JOBS →
a) According to the St. Lydia's FAQ, where is the church's storefront?
b) Pull out every line of the rows that contains the string "Find". Matching is case-sensitive.

Who is your Pastor?
St. Lydia’s founding Pastor, Emily Scott, stepped down in April, 2017. After eight years building St. Lydia’s with us, she was ready for the next phase of her call! Currently, St. Lydia’s is embarking on a search for our next pastor, as an interim pastor leads us through the transition.
I’d like to come! Should I just show up?
Yes, you can just show up at any of our worship services. If you like you can write us in advance and we’ll be ready to welcome you. If you're visiting with a group, keep reading!
What does it mean that you're "progressive?"
It means that we approach the bible both spiritually and intellectually, we embrace sexuality and all sexual orientations, and we affirm the spiritual journeys of those of other faiths.
Are you Christian?
Yes. We're a group of people who tell the story of Christ's dying and rising, and through it, uncover the daily dyings and risings that comprise our lives. We’re affiliated with the Evangelical Lutheran Church in America (a progressive Lutheran denomination) and supported by the Episcopal Church as well.
I’m not sure what I believe. Can I come?
Absolutely! You’ll be in good company. At St. Lydia’s, we place practice before belief. It’s the practice of eating, praying, and singing together that moves us deeper into faith. Instead of trying to figure out what we believe, we’re trying to live what we practice.
I am gay, bi, trans, straight, queer or something in between.
And we are glad! We are a progressive, gay-friendly and queer-affirming Church, and we hope that you will bring your whole self to worship.
Are children welcome in worship?
Absolutely! Children of all ages are more than welcome, and will be doted on and adored by the congregation. Dinner Church runs a little late for really little ones (we usually finish worship at 8:00 on Sundays and 9:00 on Mondays) but you’re welcome to slip out before the service is entirely over if you need to. We also have Waffle Church on the second Sunday of each month at 11am, which is geared toward children’s leadership and participation.
Is St. Lydia's wheelchair accessible?
We have a portable ramp for wheelchairs to ascend the small step to enter the building. The bathroom is fully accessible.
Where do you meet? Do you have your own building?
We have our own storefront, located at 304 Bond Street in Brooklyn, where we hold worship, as well as our Co-working space for freelancers.
Is St. Lydia’s affiliated with a Christian denomination?
St. Lydia’s is affiliated with the Evangelical Lutheran Church in America. We are also in partnership with the Episcopal Diocese of Long Island. Our Pastor, Emily Scott, is an ordained pastor of the Evangelical Lutheran Church in America.
I'm visiting Dinner Church with a group or from out of town to learn about St. Lydia's.
St. Lydia's is a small and growing congregation, and as we've grown, we've been glad to welcome and get to know folks who come from around the country to worship with us. However, as the number of visitors has increased, we've needed to be mindful of the impact this has on the congregation. St. Lydia’s is an intimate experience of worship. It takes place in a small space with a group of about 30 people. While we are glad for the interest that church leaders around the country have expressed in our congregation, we need to balance the needs of our congregation with those of visiting groups.In order to accommodate these needs, we ask three things of our visitors from out of town:
Sign Up In Advance
We limit the number of out of town visitors we can accommodate to four per service. Please click through to the sheet below to make sure there is space on the night you’d like to visit, and if there is, to sign up.

(Coordinate labeling data)
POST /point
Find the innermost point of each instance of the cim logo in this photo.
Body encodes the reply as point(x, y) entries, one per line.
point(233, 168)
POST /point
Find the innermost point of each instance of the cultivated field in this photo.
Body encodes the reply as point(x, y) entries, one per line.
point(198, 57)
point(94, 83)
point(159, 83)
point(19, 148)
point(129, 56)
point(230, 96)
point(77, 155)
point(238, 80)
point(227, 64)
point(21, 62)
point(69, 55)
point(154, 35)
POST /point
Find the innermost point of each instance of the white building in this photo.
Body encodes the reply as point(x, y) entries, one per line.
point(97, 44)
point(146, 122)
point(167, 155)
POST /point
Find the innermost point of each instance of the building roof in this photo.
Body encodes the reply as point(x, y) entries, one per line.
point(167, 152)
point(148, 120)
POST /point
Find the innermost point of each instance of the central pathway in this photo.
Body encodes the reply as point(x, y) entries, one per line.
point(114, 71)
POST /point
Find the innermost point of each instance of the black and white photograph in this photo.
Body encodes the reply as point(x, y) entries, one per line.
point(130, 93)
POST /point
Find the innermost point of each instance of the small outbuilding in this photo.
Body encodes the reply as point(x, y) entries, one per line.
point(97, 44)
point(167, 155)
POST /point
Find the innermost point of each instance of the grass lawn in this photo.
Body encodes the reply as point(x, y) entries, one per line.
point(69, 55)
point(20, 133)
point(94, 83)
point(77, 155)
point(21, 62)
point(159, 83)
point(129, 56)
--
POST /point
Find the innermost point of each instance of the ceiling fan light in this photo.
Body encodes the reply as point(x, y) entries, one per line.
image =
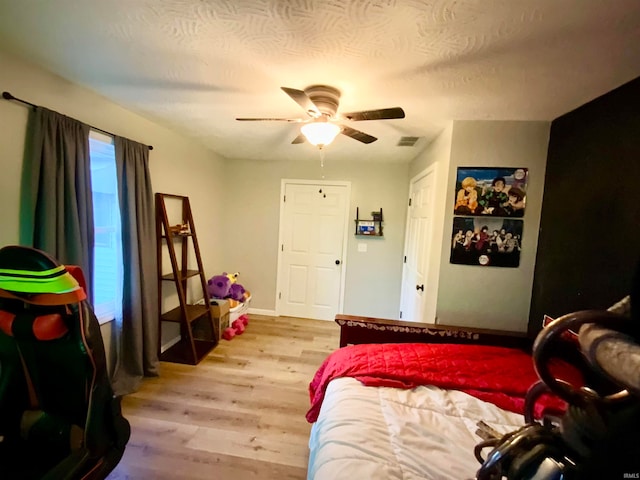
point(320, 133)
* * *
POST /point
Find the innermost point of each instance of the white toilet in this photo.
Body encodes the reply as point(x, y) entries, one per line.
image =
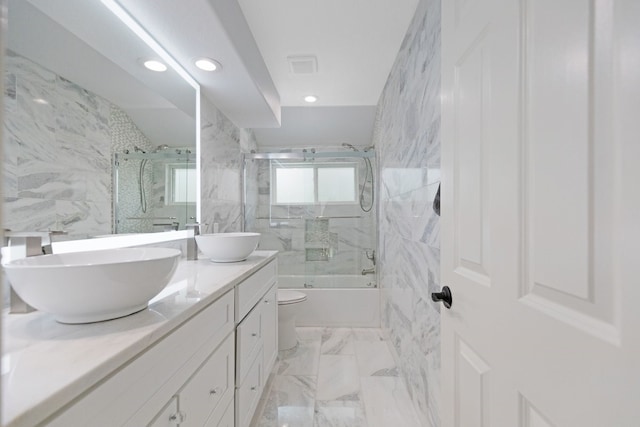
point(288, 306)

TASK SOLUTIONS →
a) 304 Bond Street in Brooklyn.

b)
Find the innermost point of each instance of the cim logo in this photo.
Find the innermost point of each instance of the cultivated field in this photo.
Find the innermost point of each instance of the white building in this photo.
Find the innermost point of each instance of the building roof in this photo.
Find the innermost point of each instance of the central pathway in this photo.
Find the innermost point of each instance of the black and white photograph in this photo.
Find the innermost point of each instance of the small outbuilding in this photo.
Find the innermost point of each instance of the grass lawn in this photo.
Find the innermost point of each instance of the ceiling fan light in this photo.
Find the innermost point of each instance of the white toilet in this photo.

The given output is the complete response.